For each line in the data that includes "below", make a copy.

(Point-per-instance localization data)
•••

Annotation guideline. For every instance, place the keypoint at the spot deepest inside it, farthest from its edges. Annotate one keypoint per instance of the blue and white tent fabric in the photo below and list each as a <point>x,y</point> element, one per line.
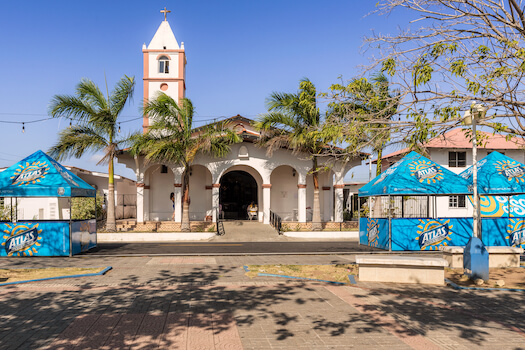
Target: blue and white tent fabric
<point>415,174</point>
<point>498,174</point>
<point>39,175</point>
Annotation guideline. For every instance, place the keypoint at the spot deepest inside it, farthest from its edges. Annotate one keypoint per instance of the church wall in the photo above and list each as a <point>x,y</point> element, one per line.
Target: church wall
<point>200,197</point>
<point>161,185</point>
<point>284,193</point>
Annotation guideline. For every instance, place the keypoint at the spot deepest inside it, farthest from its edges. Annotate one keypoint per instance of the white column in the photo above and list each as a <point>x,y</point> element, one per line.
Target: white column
<point>339,205</point>
<point>215,200</point>
<point>301,202</point>
<point>178,202</point>
<point>266,203</point>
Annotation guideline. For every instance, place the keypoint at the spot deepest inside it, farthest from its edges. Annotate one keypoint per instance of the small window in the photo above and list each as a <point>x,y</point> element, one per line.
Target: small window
<point>457,159</point>
<point>456,201</point>
<point>164,65</point>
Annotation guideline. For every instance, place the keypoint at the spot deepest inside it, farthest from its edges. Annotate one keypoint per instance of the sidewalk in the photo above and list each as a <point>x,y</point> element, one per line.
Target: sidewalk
<point>209,303</point>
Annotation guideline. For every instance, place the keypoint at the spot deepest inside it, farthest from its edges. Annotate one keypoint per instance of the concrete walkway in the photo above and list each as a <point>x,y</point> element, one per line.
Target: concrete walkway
<point>209,303</point>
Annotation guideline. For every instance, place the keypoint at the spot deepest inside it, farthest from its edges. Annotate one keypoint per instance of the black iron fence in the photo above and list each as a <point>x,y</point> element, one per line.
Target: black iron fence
<point>276,222</point>
<point>219,224</point>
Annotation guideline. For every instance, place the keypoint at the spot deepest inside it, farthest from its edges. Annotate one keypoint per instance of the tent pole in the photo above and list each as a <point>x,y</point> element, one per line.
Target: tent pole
<point>389,224</point>
<point>358,218</point>
<point>70,232</point>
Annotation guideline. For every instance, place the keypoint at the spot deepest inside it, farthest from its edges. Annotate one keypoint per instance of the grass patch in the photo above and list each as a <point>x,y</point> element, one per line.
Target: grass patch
<point>334,273</point>
<point>16,275</point>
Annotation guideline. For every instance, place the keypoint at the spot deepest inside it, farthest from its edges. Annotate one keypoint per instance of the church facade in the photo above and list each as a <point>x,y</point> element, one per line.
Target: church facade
<point>227,186</point>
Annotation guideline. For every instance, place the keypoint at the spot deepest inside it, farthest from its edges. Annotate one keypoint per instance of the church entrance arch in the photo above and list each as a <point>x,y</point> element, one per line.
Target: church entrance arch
<point>238,189</point>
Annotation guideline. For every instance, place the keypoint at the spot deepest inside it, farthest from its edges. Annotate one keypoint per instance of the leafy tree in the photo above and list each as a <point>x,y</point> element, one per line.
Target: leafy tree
<point>171,139</point>
<point>369,105</point>
<point>292,121</point>
<point>96,130</point>
<point>451,54</point>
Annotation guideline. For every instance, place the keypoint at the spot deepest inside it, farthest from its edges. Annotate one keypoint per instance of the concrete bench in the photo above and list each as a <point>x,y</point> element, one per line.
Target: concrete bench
<point>498,256</point>
<point>401,269</point>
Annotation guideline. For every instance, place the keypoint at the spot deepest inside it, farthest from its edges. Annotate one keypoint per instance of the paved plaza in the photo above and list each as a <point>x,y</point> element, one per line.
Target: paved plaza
<point>209,303</point>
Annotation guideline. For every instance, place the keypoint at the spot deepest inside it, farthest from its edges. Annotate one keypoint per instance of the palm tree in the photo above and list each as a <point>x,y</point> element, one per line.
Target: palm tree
<point>371,105</point>
<point>171,139</point>
<point>97,128</point>
<point>289,123</point>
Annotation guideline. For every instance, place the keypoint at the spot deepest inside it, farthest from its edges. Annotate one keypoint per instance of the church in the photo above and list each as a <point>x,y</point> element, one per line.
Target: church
<point>227,186</point>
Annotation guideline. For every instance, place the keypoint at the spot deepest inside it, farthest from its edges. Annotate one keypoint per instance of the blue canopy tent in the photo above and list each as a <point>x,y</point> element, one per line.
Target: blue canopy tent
<point>38,181</point>
<point>401,215</point>
<point>501,185</point>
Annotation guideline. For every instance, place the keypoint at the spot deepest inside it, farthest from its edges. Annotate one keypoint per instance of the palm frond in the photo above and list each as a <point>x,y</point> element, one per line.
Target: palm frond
<point>89,92</point>
<point>70,107</point>
<point>74,141</point>
<point>122,92</point>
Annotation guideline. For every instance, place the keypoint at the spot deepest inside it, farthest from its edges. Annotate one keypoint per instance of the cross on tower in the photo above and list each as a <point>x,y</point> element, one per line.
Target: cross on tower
<point>165,13</point>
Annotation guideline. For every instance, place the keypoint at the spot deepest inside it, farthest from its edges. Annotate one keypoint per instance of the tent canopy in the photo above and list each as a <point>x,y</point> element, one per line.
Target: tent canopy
<point>39,175</point>
<point>498,174</point>
<point>415,175</point>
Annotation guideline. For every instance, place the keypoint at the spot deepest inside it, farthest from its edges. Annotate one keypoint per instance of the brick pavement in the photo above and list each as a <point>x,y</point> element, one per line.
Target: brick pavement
<point>209,303</point>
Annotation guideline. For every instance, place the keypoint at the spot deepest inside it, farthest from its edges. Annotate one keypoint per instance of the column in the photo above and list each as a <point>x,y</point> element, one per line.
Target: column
<point>339,205</point>
<point>301,202</point>
<point>266,203</point>
<point>215,200</point>
<point>178,202</point>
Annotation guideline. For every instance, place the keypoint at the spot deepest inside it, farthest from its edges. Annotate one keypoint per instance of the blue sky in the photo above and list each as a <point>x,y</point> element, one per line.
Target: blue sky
<point>238,52</point>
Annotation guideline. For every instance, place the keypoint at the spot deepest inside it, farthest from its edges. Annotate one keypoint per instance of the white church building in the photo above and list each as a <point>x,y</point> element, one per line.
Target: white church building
<point>280,183</point>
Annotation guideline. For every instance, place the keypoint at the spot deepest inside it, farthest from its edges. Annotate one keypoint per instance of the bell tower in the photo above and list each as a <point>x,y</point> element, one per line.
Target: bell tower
<point>164,65</point>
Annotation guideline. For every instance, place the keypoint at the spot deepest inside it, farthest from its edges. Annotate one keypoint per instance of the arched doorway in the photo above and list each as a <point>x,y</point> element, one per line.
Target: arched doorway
<point>238,189</point>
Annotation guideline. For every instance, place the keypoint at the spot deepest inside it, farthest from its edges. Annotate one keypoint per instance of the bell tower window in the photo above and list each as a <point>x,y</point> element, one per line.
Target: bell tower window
<point>164,65</point>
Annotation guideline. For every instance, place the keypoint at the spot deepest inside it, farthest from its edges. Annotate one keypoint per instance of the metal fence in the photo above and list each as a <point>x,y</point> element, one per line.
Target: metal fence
<point>219,224</point>
<point>396,207</point>
<point>276,222</point>
<point>126,206</point>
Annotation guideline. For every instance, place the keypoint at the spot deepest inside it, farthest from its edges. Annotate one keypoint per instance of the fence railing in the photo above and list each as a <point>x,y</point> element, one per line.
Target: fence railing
<point>126,206</point>
<point>276,222</point>
<point>219,224</point>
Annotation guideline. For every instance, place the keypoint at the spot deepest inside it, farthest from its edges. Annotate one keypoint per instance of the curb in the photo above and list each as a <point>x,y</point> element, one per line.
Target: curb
<point>457,287</point>
<point>60,277</point>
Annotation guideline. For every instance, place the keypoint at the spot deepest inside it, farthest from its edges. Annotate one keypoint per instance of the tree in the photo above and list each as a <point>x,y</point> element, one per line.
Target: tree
<point>452,53</point>
<point>291,122</point>
<point>367,103</point>
<point>172,139</point>
<point>96,130</point>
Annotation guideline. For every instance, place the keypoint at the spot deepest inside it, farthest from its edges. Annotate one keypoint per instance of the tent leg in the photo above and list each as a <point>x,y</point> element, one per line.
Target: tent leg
<point>389,224</point>
<point>70,232</point>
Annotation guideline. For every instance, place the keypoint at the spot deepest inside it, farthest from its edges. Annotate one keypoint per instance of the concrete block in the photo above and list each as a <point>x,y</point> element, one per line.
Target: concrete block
<point>401,269</point>
<point>498,256</point>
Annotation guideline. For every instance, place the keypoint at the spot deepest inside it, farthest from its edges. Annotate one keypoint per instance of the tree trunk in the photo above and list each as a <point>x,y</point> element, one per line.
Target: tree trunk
<point>379,161</point>
<point>316,219</point>
<point>185,225</point>
<point>111,223</point>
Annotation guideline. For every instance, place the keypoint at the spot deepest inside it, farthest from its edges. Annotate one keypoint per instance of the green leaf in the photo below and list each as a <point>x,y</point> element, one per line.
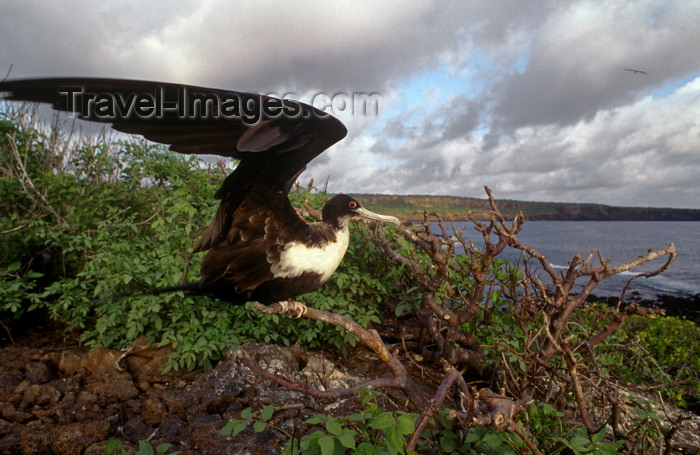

•••

● Answer section
Annotation guideline. For every instance, place the keypoint at the spot deepest inside it, farthest from its edges. Annotate one keypoint per instance of the blue and white tent fabric in the photo below and list each as a <point>x,y</point> element, one per line.
Annotation guideline. For every instance, place the keypoint at the spot deepest inside it, farthest from its edges. Annotate one keypoint per instance of the green leaf in the photo below and list each as a <point>x,y</point> element, one per line.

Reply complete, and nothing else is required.